## PASSAGE TO READ:
Start of Block

How and why you should have a different winter diet
Winter might be filled with fun holidays, like Thanksgiving and Christmas, but it also brings colder weather, cold and flu season, and seasonal affective disorder. Luckily, changing what you eat can help combat some of the wintertime’s negative impacts on your body.
Which diet changes should you make in winter? Nutritionists recommend loading up on these eight foods:
1. Red bell peppers
Vitamin C reduces tiredness while boosting your immune system, essential during the colder months. That’s why you should eat more red bell peppers. They contain more than three times the amount of vitamin C than oranges and are far more effective. Red bell peppers also have phytochemicals and carotenoids that are anti-inflammatory.
2. Smoked salmon
Winter can leave skin feeling and looking dry and patchy. But the omega-3 and omega-6 fatty acids found in smoked salmon can help. How? They play a crucial role in the structure and appearance of the skin. Essential fatty acids help maintain the skin’s barrier function and prevent moisture loss during winter.

End of Block

## SOURCE MATERIAL:

Start of Block

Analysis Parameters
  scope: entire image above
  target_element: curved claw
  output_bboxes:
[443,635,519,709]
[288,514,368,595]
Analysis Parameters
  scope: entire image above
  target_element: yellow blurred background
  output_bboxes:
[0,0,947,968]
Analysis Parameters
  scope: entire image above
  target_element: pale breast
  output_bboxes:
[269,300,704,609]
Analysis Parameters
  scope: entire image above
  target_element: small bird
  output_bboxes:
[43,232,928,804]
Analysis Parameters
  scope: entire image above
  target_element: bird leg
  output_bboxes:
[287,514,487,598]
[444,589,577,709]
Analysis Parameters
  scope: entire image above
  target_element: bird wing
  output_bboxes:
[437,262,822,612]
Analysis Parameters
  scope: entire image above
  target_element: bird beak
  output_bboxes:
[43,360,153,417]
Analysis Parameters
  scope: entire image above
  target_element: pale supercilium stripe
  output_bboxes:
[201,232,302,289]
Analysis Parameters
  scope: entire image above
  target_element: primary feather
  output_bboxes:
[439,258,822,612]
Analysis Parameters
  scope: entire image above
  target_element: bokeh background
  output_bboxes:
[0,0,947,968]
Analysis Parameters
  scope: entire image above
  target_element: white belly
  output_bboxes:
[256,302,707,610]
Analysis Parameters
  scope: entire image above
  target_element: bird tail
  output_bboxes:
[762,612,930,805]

End of Block
Start of Block

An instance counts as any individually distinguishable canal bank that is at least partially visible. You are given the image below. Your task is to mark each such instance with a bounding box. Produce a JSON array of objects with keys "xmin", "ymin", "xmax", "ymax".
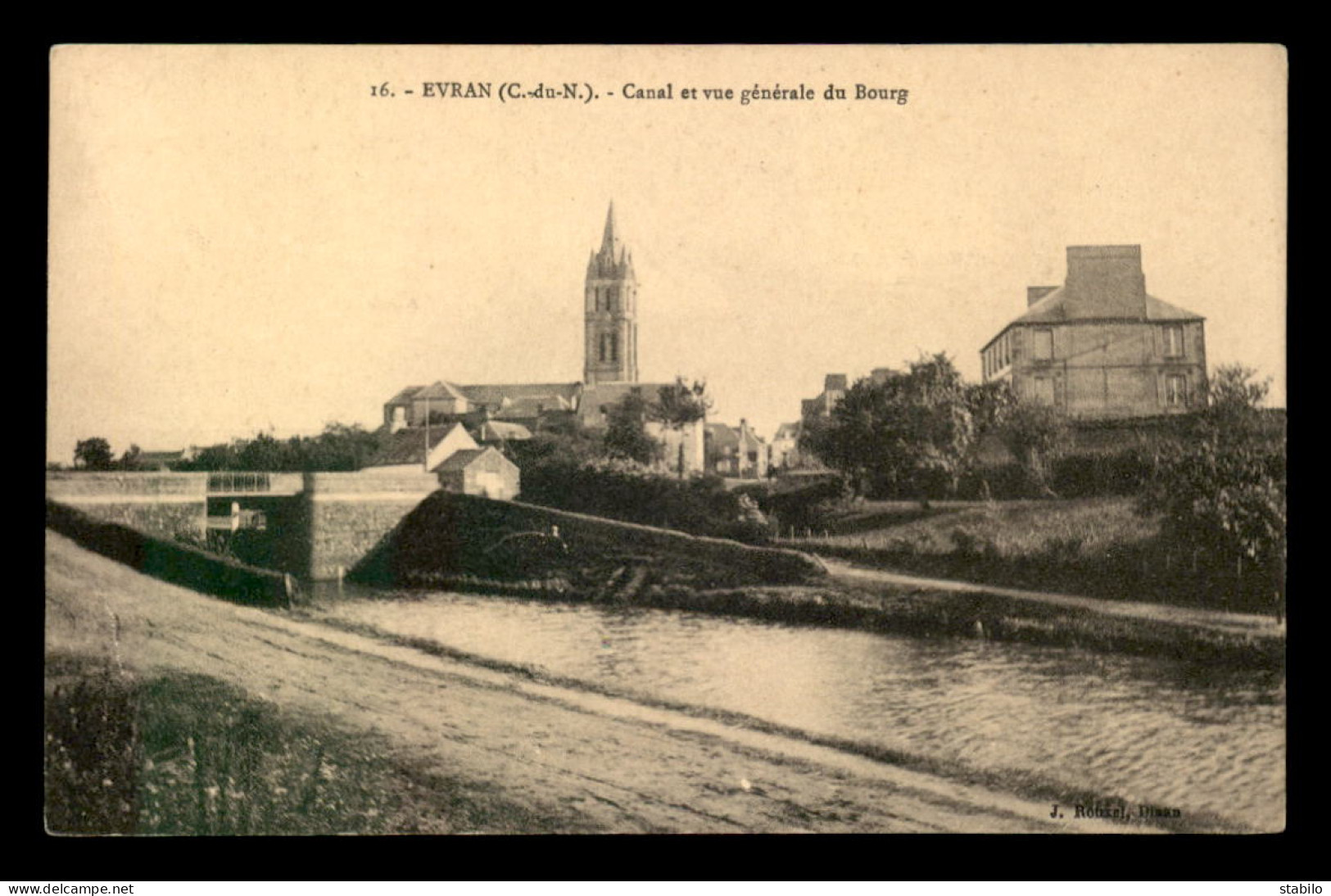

End of Block

## QUESTIONS:
1 – Print the stretch of the winter diet article from "How and why" through "that are anti-inflammatory." without changing any wording.
2 – Carry on the winter diet article from its last sentence.

## EXERCISE RESPONSES:
1 –
How and why you should have a different winter diet
Winter might be filled with fun holidays, like Thanksgiving and Christmas, but it also brings colder weather, cold and flu season, and seasonal affective disorder. Luckily, changing what you eat can help combat some of the wintertime’s negative impacts on your body.
Which diet changes should you make in winter? Nutritionists recommend loading up on these eight foods:
1. Red bell peppers
Vitamin C reduces tiredness while boosting your immune system, essential during the colder months. That’s why you should eat more red bell peppers. They contain more than three times the amount of vitamin C than oranges and are far more effective. Red bell peppers also have phytochemicals and carotenoids that are anti-inflammatory.

2 –
Mushrooms possess antiviral and antibacterial properties that can help fight cold and flu symptoms. They’re also a great source of vitamin D, which increases your immune system. Additionally, mushrooms also provide protein, vitamin C, iron, potassium, selenium, niacin, and phosphorous, all of which you need to maintain optimal health.
Cheese is packed with vitamin D, which is necessary to combat the winter blues. It also plays a crucial role in disease prevention. Without enough vitamin D, your brain ends up feeling sleepy, lethargic, and unmotivated.
The lungs become more susceptible to colds and respiratory infections in the wintertime. But omega-3s, found in walnuts, help increase airflow and protect the lungs. Try to eat a handful of walnuts every day.
Blueberries contain the most active antioxidants of any fresh fruit due to their high levels of anthocyanins. Antioxidants reverse damage caused by free radicals and help your body defend itself against dangerous pathogens.
Cinnamon is in everything during the wintertime. Luckily, it’s filled with potent antioxidants. Cinnamon can boost your metabolism and aid in digestion, helping you break down food more efficiently.
If you find that your mood tends to drop during winter, you should make sure that you’re supporting your serotonin levels, which are “feel good” hormones. The body produces serotonin from tryptophan, which occurs naturally in bananas.